What the exercise asks ▸
Echo the postpartum depression post below word for word, from its first sentence to its last.
____ Provided passage
I haven’t posted here recently. Post partum depression reared it’s ugly head and the experience was bad enough that I couldn’t bring myself to write about it. I couldn’t bring myself to write about anything else that was going on because while in the midst of depression, nothing else IS going on.
Oddly enough, I broke the day after an evening alone in a hotel room with my husband without the baby. My mother and aunt had given us some “12 hour date” coupons for Christmas and had offered to make this one a 24 hour date. So we checked into a downtown hotel, ordered room service, hung out in the hotel’s jacuzzi and pool, watched a movie…and fell asleep without having sex. We woke up, ordered room service…and fell asleep. So our sexy little get away had very little sex. It’s sad because we can manage to have sex when she’s right there, but given the perfect opportunity, we failed miserably.
________
____ Dataset
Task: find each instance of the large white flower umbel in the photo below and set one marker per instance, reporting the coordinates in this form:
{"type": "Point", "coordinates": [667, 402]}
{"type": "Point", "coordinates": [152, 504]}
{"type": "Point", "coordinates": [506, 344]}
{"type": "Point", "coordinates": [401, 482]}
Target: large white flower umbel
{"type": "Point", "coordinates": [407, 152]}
________
The completed task ▸
I haven’t posted here recently. Post partum depression reared it’s ugly head and the experience was bad enough that I couldn’t bring myself to write about it. I couldn’t bring myself to write about anything else that was going on because while in the midst of depression, nothing else IS going on.
Oddly enough, I broke the day after an evening alone in a hotel room with my husband without the baby. My mother and aunt had given us some “12 hour date” coupons for Christmas and had offered to make this one a 24 hour date. So we checked into a downtown hotel, ordered room service, hung out in the hotel’s jacuzzi and pool, watched a movie…and fell asleep without having sex. We woke up, ordered room service…and fell asleep. So our sexy little get away had very little sex. It’s sad because we can manage to have sex when she’s right there, but given the perfect opportunity, we failed miserably.